··· Entries shown ···

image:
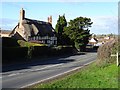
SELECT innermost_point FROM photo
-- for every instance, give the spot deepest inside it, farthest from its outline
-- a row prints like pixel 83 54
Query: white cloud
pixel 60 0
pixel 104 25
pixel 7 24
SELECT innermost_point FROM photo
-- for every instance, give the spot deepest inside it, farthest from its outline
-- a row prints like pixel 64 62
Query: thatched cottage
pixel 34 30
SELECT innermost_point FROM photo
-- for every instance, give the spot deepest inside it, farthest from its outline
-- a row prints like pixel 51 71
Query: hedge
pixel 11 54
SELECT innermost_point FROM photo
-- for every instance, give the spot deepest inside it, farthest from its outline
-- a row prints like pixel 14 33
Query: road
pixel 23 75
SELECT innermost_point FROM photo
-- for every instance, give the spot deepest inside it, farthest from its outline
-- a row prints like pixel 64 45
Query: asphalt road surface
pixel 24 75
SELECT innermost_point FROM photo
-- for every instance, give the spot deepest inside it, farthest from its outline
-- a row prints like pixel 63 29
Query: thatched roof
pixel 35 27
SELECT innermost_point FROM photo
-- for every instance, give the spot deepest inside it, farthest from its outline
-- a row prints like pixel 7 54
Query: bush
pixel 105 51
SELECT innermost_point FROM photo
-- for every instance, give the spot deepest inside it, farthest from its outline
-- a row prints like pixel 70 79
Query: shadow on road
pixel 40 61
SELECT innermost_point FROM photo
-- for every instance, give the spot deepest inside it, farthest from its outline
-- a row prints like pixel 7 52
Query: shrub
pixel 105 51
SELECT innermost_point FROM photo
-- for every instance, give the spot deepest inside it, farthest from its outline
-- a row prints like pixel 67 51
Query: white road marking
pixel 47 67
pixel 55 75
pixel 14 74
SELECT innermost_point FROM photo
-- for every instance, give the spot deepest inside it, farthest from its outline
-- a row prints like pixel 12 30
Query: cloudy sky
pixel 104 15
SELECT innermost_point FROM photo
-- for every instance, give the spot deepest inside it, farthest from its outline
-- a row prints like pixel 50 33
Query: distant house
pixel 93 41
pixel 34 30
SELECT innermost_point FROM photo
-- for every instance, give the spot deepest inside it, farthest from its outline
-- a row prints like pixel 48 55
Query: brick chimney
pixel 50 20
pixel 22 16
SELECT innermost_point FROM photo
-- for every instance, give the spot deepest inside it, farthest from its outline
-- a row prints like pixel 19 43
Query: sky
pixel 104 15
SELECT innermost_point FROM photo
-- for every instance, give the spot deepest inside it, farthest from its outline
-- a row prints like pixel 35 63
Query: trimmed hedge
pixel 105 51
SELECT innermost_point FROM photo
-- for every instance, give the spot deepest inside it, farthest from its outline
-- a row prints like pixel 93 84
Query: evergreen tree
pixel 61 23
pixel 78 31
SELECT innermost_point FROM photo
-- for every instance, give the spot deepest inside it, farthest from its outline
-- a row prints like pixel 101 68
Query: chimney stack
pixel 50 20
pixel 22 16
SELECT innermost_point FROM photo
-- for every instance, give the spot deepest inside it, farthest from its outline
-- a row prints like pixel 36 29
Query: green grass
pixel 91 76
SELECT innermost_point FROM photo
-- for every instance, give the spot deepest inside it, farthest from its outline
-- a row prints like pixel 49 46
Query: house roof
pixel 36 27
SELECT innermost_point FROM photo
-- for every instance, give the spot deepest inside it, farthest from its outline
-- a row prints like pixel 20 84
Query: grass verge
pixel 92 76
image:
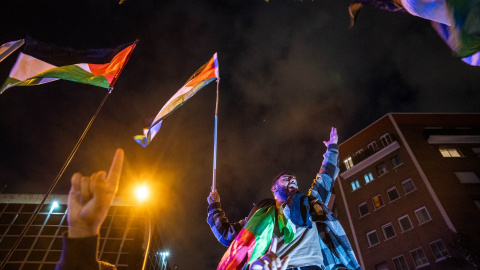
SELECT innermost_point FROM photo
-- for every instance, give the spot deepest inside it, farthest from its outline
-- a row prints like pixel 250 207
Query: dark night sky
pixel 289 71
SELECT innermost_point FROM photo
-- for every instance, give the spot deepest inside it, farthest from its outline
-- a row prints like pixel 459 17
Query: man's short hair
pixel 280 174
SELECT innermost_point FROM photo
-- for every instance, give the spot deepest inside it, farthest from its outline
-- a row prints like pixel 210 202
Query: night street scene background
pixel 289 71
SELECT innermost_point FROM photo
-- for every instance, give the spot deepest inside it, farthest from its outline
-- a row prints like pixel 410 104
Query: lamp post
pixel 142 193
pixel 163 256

···
··· Entries shown ···

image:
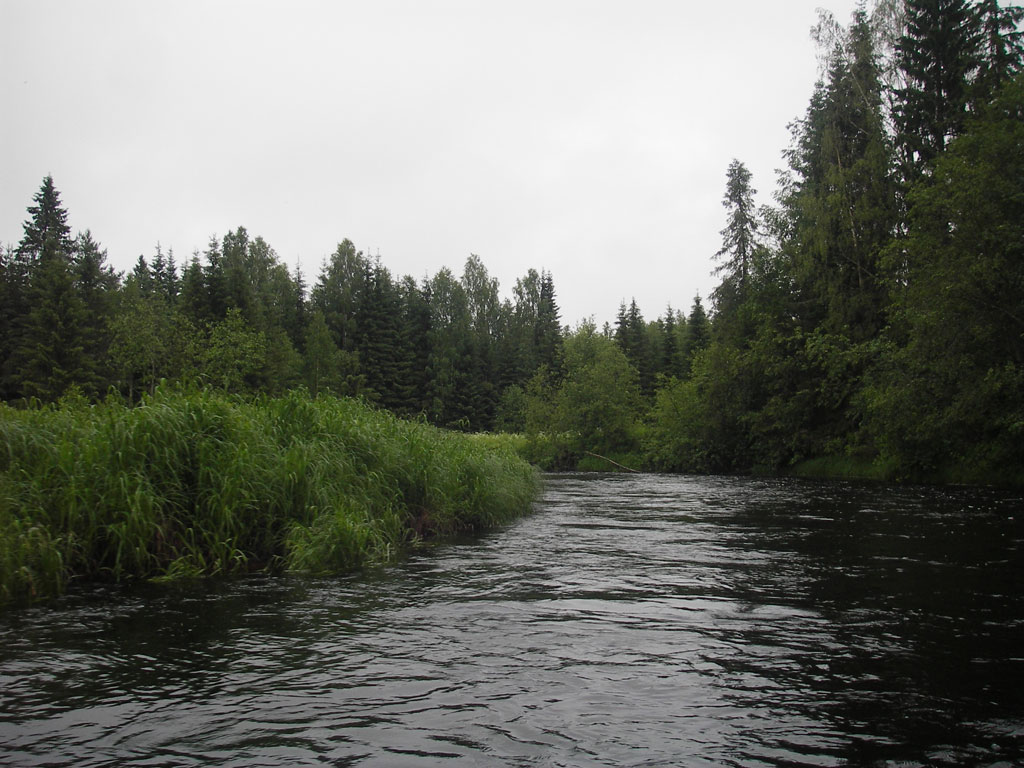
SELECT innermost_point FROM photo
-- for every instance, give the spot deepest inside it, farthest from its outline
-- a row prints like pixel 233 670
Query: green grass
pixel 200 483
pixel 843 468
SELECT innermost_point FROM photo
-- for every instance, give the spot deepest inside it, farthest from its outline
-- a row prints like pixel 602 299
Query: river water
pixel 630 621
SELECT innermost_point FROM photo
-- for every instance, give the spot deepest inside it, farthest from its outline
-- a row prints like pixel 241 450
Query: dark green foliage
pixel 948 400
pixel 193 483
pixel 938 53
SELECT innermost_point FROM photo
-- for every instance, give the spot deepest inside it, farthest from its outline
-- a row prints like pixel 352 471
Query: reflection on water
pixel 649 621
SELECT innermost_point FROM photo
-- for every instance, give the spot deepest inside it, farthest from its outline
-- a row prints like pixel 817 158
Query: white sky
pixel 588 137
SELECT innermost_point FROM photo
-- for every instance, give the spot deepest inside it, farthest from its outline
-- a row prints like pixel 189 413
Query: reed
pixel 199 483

···

The problem:
Using the data above, print exactly the lines from the line that contains "-- a row prints like pixel 70 79" through the line that contains "-- a row prints like pixel 101 68", with both included.

Response to this task:
-- a row prints like pixel 70 79
Query: shadow on road
pixel 40 61
SELECT innermost_point FROM photo
-- for every instance, give the spot deepest inside it, farthest from its outline
-- a row prints like pixel 7 52
Query: shrub
pixel 105 51
SELECT innermost_point FROM photo
-- for every instance, give the spot deepest inside it, farthest from its outline
-- a row prints like pixel 67 51
Query: white road marking
pixel 47 67
pixel 55 75
pixel 14 74
SELECT innermost_point FROM photo
-- for every instance, give the spot deepest inside it, farthest from its outline
-- a row prints like pixel 12 30
Query: cloudy sky
pixel 104 15
SELECT innermost_point FROM photo
-- for every instance, give the spot deepest inside it, farthest from its outline
-- a row prints like pixel 50 33
Query: distant house
pixel 93 41
pixel 34 30
SELECT innermost_point FROM photo
-- for every instance, give the spot deepest inside it, farthest from its outline
-- a row prints like pixel 48 55
Query: brick chimney
pixel 50 20
pixel 22 16
SELECT innermost_point FROM photo
-- for every instance, give the spot deepest inside it, farthest from its outline
-- a row prints like pixel 19 43
Query: sky
pixel 104 15
SELECT innermost_point FROM photo
-- for every instance, give the spot deepest inside it, farthest from its outline
-- a row prints like pixel 35 63
Query: trimmed hedge
pixel 105 51
SELECT innermost_point FROM photo
-- for every instance, give the spot deepest inside it, farthest from its outline
-- a row prints like pixel 93 84
Query: evergreen tree
pixel 61 23
pixel 78 31
SELECT innermost_point FROM photo
-- for every instance, give the spot deepest inside it, farthest from its outline
-- a row prints like pixel 101 68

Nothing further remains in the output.